*Aim of the task*: Copy every line from the one containing "Where can the woman" through the last line of the records below, both included, and nothing else.

Stored dataset items
>> Start

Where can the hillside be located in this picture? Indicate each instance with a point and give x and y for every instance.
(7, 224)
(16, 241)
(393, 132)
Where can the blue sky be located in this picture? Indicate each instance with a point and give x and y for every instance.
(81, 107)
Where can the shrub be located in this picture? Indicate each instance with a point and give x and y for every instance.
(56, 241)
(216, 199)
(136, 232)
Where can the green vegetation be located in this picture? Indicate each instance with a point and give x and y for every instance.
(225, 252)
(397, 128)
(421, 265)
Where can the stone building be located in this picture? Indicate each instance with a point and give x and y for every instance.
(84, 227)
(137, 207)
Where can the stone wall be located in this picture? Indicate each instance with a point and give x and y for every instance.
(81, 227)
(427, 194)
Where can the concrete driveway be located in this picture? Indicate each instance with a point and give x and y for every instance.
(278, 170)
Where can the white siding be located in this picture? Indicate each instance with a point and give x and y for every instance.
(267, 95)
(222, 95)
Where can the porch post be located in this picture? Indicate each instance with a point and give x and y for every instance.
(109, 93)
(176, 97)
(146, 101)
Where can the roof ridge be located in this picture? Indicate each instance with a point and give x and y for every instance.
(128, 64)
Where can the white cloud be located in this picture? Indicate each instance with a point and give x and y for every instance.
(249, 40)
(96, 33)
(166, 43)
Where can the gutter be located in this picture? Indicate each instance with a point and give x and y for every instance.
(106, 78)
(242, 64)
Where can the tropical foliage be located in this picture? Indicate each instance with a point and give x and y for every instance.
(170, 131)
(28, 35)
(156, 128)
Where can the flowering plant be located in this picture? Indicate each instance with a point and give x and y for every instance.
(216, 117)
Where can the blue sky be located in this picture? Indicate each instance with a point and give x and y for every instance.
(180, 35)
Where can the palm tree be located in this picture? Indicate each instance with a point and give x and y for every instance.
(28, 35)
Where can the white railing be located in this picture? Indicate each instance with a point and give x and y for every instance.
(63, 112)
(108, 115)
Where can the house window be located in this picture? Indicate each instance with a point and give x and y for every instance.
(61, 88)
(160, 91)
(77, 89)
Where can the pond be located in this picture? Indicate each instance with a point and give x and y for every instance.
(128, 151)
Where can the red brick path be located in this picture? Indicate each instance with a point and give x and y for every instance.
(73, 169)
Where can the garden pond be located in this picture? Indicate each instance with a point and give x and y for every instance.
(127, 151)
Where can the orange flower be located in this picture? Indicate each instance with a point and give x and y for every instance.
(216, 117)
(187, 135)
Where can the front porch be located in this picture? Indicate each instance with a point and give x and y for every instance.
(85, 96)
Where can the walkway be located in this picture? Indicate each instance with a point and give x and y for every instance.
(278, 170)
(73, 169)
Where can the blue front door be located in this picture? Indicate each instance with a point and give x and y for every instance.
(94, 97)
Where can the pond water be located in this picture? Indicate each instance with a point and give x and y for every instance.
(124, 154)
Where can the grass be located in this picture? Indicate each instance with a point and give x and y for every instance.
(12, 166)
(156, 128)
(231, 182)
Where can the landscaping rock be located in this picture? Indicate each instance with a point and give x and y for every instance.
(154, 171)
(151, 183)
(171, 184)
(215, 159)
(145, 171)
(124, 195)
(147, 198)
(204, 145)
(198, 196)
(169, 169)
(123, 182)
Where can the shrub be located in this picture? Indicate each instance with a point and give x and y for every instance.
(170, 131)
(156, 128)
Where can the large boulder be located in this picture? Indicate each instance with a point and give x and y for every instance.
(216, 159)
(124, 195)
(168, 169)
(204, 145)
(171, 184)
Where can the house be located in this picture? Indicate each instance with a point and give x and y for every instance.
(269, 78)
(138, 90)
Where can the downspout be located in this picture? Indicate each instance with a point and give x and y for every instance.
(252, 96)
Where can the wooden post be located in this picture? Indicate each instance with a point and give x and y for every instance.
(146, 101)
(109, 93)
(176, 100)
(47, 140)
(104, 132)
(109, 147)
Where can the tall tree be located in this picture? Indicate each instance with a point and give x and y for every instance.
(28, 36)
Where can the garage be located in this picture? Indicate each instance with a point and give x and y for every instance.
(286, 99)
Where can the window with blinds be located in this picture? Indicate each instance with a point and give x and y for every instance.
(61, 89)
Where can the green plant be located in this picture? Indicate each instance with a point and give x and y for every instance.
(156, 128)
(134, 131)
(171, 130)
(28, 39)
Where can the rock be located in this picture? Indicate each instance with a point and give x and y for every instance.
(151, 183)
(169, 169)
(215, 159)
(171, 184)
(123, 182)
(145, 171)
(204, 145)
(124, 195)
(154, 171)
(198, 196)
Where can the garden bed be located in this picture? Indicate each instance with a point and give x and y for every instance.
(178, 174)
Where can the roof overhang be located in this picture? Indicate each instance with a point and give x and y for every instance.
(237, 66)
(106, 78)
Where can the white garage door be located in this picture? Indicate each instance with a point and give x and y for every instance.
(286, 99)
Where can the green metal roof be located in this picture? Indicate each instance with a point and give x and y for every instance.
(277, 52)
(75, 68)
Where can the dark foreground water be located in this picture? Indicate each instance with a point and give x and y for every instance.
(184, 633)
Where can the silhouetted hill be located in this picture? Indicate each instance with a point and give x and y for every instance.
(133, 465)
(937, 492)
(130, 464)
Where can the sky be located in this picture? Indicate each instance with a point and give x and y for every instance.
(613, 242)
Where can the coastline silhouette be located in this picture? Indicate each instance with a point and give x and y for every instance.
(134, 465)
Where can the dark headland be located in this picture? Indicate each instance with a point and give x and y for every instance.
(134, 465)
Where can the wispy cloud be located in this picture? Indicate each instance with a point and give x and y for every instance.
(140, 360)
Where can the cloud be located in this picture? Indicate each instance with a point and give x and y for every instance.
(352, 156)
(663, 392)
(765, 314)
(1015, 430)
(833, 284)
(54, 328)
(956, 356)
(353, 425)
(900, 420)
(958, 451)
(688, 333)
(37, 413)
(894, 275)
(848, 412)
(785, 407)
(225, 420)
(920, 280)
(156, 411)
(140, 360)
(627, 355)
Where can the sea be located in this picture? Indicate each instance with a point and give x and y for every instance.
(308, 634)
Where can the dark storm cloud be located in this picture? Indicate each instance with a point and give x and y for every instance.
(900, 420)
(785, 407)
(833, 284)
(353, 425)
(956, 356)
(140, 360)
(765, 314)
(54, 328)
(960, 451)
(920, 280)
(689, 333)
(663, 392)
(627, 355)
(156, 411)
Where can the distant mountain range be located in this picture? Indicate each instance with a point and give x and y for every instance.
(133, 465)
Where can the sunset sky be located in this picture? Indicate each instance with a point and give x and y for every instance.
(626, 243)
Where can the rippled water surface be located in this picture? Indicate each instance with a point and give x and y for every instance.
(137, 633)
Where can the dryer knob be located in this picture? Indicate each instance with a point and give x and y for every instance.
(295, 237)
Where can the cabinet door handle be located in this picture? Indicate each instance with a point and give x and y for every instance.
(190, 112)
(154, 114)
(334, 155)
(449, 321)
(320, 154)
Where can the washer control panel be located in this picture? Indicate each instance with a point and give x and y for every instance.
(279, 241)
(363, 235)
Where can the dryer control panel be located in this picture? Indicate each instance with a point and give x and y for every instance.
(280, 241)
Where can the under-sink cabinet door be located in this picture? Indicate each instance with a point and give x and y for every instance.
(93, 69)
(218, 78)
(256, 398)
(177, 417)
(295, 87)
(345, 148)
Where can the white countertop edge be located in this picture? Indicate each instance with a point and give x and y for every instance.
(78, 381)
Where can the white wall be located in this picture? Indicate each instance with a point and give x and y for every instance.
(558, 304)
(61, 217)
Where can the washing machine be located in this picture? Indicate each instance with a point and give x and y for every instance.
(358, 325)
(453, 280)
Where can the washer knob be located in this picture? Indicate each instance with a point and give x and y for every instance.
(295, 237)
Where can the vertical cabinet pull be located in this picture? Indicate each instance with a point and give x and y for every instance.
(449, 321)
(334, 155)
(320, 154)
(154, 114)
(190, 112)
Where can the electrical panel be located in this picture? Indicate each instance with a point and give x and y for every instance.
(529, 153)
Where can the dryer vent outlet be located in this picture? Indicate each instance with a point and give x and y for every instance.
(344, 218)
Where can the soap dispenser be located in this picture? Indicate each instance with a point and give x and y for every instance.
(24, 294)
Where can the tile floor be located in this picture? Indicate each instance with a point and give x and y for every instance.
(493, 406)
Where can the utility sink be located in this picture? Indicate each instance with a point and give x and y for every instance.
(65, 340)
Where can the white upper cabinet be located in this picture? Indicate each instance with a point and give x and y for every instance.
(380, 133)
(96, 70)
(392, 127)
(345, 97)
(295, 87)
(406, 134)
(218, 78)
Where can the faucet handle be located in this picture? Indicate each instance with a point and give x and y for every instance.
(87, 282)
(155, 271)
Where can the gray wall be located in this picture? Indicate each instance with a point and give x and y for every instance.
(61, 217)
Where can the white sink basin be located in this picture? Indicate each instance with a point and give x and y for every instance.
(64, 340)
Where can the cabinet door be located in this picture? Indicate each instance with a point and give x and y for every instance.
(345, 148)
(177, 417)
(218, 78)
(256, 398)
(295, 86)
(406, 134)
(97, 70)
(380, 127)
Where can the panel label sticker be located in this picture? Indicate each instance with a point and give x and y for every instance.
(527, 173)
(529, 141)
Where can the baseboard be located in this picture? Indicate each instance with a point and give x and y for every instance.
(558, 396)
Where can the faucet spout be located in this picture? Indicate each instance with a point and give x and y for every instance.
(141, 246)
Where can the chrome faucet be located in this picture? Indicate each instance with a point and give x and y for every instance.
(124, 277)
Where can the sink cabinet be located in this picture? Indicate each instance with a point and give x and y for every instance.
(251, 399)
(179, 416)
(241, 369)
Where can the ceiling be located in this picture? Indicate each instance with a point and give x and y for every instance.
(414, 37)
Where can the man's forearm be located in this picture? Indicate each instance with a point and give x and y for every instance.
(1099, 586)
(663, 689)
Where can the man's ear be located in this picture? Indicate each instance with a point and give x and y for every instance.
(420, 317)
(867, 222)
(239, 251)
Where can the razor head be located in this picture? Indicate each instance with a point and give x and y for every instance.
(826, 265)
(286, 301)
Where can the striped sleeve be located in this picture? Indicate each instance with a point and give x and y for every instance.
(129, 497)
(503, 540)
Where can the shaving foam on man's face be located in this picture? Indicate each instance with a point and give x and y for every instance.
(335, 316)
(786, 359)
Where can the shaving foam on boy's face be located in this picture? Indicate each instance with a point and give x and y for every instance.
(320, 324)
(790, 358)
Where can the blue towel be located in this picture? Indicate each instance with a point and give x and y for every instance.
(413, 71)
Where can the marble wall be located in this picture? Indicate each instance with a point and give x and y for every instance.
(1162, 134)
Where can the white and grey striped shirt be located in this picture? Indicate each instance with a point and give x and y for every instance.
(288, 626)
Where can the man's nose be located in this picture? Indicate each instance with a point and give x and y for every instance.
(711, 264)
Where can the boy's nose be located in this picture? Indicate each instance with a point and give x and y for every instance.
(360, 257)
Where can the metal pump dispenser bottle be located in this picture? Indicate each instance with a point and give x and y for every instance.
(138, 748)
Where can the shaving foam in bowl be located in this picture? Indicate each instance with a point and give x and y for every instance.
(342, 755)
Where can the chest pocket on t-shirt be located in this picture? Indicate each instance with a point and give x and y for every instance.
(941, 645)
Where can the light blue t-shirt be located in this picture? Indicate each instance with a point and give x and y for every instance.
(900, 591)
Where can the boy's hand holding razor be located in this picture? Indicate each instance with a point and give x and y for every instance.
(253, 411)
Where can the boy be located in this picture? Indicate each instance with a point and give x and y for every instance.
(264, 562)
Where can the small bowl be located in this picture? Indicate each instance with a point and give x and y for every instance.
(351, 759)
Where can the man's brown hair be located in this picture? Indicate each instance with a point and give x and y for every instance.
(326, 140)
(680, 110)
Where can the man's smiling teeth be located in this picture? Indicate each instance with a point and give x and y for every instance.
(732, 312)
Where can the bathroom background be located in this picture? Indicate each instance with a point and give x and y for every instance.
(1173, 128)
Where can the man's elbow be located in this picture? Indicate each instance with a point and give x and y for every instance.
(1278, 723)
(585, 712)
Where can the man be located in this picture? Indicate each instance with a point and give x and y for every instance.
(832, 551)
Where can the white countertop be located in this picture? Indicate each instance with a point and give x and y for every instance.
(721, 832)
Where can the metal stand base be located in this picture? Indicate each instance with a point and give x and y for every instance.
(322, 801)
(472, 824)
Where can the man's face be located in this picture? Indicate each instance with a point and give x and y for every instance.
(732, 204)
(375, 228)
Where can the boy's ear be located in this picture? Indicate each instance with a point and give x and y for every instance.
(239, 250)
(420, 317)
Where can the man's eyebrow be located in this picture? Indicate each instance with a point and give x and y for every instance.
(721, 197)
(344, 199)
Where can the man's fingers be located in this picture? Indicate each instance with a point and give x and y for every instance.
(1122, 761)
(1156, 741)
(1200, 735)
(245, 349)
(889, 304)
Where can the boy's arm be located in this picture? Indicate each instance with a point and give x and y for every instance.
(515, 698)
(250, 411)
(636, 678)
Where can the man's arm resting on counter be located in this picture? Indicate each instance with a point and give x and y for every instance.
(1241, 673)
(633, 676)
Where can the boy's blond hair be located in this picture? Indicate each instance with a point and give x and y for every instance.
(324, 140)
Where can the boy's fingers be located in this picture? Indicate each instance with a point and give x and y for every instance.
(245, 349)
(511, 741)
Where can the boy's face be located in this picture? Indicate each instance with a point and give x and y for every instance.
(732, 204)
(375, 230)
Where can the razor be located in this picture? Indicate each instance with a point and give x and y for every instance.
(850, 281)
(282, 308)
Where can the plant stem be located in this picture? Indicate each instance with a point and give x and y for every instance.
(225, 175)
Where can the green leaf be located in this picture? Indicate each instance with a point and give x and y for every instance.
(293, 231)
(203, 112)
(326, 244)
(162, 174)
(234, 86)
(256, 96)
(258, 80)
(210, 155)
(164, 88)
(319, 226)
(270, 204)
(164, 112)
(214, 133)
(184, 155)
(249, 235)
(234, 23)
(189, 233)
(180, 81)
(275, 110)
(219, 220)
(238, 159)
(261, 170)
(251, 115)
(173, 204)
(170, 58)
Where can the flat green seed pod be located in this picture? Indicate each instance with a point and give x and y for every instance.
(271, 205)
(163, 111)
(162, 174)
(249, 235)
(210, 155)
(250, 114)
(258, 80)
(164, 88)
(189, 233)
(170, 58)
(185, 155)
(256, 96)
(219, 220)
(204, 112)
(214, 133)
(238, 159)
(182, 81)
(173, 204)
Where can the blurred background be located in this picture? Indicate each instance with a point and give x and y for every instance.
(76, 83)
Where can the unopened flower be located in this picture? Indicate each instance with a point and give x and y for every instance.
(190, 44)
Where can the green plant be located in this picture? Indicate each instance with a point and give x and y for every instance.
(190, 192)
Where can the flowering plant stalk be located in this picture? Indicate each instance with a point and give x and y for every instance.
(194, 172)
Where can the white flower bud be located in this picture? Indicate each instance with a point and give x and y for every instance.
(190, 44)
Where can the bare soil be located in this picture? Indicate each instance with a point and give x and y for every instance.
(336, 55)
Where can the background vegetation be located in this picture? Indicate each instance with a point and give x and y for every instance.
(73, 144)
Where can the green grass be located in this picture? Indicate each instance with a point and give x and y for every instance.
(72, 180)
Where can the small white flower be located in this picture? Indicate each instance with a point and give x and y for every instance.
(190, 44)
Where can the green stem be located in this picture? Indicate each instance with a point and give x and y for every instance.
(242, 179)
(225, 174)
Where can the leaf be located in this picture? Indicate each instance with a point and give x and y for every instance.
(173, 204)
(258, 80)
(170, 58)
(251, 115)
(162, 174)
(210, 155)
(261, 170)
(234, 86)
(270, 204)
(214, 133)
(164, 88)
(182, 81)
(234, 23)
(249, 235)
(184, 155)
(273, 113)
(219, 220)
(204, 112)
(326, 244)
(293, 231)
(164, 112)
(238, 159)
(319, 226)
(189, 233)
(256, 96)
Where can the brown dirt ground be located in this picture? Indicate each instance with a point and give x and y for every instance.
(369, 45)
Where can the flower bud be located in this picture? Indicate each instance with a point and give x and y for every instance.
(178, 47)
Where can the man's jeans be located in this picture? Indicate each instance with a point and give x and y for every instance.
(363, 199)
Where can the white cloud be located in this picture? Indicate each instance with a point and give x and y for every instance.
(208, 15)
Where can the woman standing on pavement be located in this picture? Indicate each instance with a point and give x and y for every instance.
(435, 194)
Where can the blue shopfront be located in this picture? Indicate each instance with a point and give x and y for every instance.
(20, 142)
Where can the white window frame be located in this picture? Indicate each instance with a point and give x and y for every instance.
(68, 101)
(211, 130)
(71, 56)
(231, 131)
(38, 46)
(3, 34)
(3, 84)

>> End

*Answer to the problem*:
Where can the woman standing on pavement be located in this picture? Indicate each instance with a point and give x and y for every instance.
(435, 194)
Where can the blue shopfront be located in this picture? Indicate each instance with a point and give x and y for every instance.
(20, 142)
Where can the white window frame be located in this picture? Indicate each instance with a point and give x and y for every instance.
(68, 101)
(211, 130)
(71, 56)
(231, 131)
(38, 46)
(3, 34)
(3, 84)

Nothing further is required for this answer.